**WHAT YOU NEED TO DO**
Each line of the data below that carries the word "black" needs to be copied.

**RAW DATA**
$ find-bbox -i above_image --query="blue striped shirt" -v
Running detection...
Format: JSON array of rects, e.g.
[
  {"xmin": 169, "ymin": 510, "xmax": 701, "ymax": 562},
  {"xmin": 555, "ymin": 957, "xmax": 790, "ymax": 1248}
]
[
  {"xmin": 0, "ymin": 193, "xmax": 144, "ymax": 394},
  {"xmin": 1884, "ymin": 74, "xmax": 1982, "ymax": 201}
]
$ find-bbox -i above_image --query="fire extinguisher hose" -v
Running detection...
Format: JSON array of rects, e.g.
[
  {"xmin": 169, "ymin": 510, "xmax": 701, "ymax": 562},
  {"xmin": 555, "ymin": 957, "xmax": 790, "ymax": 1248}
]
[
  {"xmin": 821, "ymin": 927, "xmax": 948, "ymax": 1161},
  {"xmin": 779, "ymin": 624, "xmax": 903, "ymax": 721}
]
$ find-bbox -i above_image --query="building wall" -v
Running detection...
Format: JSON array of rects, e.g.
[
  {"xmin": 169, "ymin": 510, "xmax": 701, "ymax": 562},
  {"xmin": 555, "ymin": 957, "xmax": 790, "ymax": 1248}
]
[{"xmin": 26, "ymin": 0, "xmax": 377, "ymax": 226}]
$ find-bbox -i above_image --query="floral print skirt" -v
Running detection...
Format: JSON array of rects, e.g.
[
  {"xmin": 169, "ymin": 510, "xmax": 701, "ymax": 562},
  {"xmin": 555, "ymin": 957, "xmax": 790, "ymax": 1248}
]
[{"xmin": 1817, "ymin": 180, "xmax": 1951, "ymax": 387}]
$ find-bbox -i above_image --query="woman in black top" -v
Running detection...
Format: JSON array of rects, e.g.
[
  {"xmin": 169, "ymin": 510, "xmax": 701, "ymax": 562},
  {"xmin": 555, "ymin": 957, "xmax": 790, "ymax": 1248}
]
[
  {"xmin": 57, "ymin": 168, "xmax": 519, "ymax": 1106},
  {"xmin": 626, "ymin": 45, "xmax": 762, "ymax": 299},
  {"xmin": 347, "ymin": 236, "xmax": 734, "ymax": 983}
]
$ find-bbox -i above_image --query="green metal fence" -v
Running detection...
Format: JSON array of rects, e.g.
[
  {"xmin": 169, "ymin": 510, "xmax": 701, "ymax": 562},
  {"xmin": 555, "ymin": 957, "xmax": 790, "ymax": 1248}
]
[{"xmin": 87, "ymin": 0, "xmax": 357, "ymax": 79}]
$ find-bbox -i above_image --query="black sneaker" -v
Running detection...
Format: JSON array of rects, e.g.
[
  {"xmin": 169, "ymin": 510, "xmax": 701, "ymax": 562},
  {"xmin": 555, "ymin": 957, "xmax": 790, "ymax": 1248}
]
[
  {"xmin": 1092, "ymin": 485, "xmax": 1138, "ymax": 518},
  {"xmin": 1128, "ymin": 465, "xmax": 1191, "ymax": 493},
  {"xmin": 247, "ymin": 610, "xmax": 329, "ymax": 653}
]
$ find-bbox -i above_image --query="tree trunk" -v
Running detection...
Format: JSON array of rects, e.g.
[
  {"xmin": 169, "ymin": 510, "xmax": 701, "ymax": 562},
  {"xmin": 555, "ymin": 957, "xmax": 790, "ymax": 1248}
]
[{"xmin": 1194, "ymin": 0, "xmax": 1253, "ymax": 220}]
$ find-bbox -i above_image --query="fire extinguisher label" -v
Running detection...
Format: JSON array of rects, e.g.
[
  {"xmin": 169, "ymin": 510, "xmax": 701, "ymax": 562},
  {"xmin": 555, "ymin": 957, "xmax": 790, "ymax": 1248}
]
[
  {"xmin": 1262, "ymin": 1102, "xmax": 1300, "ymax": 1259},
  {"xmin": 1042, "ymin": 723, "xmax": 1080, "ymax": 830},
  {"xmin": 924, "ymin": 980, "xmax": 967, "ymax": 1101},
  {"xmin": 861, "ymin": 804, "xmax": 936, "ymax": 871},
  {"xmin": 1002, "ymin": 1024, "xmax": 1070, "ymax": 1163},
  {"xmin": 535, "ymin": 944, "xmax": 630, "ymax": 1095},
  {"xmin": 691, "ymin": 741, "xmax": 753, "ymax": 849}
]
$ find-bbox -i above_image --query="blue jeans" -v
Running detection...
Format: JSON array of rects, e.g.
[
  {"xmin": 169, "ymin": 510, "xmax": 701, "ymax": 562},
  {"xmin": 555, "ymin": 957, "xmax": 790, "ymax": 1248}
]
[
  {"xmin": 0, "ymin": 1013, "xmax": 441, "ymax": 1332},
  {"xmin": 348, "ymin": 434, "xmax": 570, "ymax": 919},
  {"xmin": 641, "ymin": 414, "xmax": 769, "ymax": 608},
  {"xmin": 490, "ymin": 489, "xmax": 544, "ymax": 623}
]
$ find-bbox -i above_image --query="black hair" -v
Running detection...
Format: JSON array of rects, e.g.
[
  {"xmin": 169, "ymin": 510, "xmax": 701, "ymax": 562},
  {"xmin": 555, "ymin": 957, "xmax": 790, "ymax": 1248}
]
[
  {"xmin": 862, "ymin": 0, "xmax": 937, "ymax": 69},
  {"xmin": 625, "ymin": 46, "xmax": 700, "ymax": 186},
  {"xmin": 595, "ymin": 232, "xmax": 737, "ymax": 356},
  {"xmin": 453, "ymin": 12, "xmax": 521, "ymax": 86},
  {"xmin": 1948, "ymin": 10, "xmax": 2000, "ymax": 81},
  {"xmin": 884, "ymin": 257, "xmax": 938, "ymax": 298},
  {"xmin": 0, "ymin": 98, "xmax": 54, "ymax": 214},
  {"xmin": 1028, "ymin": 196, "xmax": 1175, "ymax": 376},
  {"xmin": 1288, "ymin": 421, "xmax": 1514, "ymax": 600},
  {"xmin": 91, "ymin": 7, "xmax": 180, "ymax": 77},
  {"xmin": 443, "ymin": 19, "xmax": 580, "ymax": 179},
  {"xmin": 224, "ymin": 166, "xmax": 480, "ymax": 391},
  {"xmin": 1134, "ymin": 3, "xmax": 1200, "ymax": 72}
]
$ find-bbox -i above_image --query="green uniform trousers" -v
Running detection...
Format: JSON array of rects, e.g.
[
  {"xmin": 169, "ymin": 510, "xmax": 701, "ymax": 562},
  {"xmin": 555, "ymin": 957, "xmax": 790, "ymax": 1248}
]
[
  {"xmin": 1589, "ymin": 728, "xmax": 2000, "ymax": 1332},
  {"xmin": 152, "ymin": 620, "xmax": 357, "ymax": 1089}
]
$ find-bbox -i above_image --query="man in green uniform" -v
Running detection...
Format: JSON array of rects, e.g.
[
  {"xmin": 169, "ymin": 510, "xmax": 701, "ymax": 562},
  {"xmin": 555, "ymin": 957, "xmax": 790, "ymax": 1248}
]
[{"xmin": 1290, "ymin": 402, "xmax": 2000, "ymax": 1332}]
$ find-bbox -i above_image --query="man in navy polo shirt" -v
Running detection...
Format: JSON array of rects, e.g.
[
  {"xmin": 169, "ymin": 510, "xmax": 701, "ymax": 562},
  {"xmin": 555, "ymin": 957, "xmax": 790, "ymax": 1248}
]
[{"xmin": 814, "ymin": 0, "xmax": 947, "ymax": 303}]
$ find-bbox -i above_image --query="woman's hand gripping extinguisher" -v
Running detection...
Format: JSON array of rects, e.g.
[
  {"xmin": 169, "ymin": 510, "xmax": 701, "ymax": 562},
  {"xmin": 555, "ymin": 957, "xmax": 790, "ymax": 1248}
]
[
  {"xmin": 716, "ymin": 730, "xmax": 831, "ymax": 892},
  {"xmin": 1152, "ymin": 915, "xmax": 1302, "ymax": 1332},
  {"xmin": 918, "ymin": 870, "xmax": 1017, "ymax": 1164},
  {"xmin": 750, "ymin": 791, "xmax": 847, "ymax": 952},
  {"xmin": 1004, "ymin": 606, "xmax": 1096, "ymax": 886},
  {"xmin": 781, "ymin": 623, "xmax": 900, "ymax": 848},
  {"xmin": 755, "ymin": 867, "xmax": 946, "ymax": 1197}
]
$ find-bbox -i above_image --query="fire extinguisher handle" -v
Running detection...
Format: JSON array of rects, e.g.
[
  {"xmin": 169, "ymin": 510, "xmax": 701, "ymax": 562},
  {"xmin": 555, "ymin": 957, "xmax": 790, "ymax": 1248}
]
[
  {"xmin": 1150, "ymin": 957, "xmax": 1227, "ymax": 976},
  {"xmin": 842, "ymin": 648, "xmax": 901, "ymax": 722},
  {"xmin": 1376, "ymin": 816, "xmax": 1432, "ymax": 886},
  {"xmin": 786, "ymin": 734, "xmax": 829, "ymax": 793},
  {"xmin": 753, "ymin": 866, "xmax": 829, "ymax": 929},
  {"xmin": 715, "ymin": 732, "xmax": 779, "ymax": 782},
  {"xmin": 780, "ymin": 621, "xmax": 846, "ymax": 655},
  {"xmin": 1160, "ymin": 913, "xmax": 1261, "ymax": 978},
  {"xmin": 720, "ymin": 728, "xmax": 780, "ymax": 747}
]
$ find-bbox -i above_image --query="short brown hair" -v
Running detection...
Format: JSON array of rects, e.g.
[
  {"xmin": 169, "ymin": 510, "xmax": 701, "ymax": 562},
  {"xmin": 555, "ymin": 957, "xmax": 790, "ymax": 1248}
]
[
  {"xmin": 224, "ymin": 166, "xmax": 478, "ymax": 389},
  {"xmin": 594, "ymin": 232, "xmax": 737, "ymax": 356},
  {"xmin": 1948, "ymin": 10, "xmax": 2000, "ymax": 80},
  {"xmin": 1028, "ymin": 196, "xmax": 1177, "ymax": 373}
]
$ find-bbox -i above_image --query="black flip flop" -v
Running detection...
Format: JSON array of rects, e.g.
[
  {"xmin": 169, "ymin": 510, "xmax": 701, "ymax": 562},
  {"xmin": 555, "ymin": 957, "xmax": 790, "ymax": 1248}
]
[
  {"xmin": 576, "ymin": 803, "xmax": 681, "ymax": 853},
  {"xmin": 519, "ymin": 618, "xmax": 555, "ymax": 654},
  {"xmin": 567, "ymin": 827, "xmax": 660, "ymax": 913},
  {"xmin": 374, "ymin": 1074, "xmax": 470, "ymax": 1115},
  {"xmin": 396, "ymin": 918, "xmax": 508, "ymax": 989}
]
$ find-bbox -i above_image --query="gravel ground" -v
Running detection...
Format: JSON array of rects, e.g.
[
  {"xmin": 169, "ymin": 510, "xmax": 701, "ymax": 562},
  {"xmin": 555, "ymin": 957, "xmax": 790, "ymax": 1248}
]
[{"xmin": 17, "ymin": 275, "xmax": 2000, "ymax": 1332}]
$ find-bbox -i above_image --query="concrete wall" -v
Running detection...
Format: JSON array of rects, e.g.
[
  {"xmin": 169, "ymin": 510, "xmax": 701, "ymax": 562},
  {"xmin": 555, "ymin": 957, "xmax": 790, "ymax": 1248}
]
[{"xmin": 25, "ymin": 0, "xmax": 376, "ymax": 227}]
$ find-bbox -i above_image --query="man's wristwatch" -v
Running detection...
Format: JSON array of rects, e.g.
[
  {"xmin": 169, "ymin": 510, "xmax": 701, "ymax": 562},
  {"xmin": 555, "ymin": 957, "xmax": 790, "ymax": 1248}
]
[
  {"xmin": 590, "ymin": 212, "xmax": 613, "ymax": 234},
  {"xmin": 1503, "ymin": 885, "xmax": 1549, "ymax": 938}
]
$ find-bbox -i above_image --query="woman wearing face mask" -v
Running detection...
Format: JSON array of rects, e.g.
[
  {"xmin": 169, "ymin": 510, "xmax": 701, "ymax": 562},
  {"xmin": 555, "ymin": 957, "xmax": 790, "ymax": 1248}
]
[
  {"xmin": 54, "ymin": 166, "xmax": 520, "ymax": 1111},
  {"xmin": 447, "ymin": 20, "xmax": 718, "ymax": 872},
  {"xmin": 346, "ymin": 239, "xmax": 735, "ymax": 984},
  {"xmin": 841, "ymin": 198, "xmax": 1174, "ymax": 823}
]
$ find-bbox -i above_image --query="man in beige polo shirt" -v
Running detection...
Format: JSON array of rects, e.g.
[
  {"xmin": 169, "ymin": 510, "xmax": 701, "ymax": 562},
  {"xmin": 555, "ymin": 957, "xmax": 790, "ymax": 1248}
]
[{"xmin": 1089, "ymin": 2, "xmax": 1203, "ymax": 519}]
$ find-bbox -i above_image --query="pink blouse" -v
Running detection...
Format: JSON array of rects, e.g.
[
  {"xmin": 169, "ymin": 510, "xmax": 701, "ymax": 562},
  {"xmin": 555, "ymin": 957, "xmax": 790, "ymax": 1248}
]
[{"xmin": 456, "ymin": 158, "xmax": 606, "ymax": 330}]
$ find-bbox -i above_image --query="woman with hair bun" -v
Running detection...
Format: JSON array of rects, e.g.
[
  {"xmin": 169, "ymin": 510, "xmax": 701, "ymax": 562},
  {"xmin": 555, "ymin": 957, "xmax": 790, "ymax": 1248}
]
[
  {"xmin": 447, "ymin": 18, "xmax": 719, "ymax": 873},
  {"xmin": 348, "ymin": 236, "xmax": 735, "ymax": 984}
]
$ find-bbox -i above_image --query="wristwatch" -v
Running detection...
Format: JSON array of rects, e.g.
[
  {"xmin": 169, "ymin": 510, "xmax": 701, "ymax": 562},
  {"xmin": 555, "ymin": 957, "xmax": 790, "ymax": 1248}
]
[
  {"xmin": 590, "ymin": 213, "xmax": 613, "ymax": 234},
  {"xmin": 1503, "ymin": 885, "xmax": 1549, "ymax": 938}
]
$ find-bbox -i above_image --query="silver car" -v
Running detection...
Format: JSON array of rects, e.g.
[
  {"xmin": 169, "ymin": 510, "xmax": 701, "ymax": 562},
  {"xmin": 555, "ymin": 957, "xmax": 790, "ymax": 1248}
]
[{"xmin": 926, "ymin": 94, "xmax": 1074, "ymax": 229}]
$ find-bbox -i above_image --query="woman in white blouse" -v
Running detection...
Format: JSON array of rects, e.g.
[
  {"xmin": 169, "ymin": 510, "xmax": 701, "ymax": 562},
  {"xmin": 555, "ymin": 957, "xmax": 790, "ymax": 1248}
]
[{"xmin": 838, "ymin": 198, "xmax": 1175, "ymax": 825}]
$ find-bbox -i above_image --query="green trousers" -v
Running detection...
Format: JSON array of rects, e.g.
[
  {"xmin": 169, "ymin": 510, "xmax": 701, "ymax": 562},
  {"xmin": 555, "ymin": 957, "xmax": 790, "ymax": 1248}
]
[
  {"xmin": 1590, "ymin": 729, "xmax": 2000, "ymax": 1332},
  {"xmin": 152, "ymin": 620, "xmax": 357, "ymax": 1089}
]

**RESULT FOR THIS TASK**
$ find-bbox -i above_image --query="woman in black top" -v
$ find-bbox -i above_image --query="black sneaker" -v
$ find-bbox -i above_image --query="black hair" -v
$ find-bbox -i above_image --query="black flip flop" -v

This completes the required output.